§ **Kutipan Teks**:

========

Seorang anak dan remaja cenderung bergantung pada figur orang dewasa seperti orang tua, guru, dan anggota masyarakat lainnya. Figur orang dewasa hadir dan berperan untuk membimbing dan melindungi anak secara fisik dan mental. Namun, bagaimana jika figur orang dewasa yang dipercaya oleh anak atau remaja ternyata adalah musuh dalam selimut?
Beberapa tahun silam, seorang siswa perempuan mulai dihubungi oleh guru barunya untuk mendiskusikan masalah akademik diangkatannya. Setelah diskusi tersebut, sang guru mengakrabkan diri dengan angkatan siswa perempuan itu. Komunikasi semakin intens dilakukan dengan angkatan siswa perempuan itu sejak ia menjadi wali kelas.

========

§ **Daftar Materi**:
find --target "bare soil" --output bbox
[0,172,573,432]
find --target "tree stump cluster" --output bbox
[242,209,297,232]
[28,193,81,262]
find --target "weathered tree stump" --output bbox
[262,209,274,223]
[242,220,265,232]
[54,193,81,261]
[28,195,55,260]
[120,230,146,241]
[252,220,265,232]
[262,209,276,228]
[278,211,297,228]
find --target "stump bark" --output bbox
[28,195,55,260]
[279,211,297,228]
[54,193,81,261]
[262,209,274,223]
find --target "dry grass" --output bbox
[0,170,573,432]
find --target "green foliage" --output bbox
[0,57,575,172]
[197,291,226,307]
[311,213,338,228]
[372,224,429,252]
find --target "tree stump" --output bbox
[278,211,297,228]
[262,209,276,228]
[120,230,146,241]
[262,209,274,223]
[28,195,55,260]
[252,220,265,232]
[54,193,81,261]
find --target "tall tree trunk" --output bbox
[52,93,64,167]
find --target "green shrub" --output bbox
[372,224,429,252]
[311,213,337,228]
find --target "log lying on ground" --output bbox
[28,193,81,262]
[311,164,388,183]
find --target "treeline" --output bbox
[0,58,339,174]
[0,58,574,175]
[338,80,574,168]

========

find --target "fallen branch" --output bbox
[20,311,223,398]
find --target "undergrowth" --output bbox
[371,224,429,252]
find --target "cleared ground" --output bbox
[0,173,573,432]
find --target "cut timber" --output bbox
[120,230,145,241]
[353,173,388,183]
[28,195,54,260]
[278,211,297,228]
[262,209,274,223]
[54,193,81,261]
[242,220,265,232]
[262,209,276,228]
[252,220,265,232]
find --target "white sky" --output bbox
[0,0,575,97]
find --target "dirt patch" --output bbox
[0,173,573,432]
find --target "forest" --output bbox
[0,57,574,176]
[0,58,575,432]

========

§ **Tugas Wajib**:
A – Sebutkan semua figur orang dewasa yang menurut kutipan teks menjadi tempat anak dan remaja bergantung.
B – Tuliskan lanjutan teks tentang anak dan figur orang dewasa yang mereka percayai, dimulai setelah kalimat terakhir yang tercantum.

§ **Jawaban yang Diharapkan**:
A – Orang tua, guru, dan anggota masyarakat lainnya.

B –
Suatu hari, sang guru tidak dapat dihubungi dengan berbagai media komunikasi. Siswa perempuan itu mencoba memberikan makanan sebagai upaya untuk mendapatkan respons dan kabar dari sang guru. Sang guru merespons pemberian tersebut dan menjelaskan bahwa ia sedang menghadapi banyak masalah dari pekerjaannya. Sang guru mengucapkan terima kasih dan berkata bahwa siswa perempuan tersebut merupakan siswa yang memiliki kepedulian tinggi pada usianya.
Sejak kejadian itu, sang guru sering mengajaknya bertelepon di siang atau malam hari. Sang guru sering menceritakan berbagai hal seperti pekerjaannya, hubungan dengan mantan pacarnya, hingga kehidupannya semasa kuliah. Banyak hal pribadi yang ia ceritakan, termasuk keluhannya terhadap kondisi menstruasi mantan pacarnya yang dianggap merepotkan, tetapi sisi lain dianggap penting agar mantannya bisa memiliki anak. Telepon itu sering berakhir cepat karena keluarga siswa perempuan memberlakukan jam malam. Sang guru beberapa kali menunjukkan perhatian kepada siswa perempuan itu. Ketika siswa itu berulang tahun, ia datang ke rumah membawa hadiah secara sembunyi. Hal ini dilakukan karena sang guru takut dengan keluarga siswa perempuan itu.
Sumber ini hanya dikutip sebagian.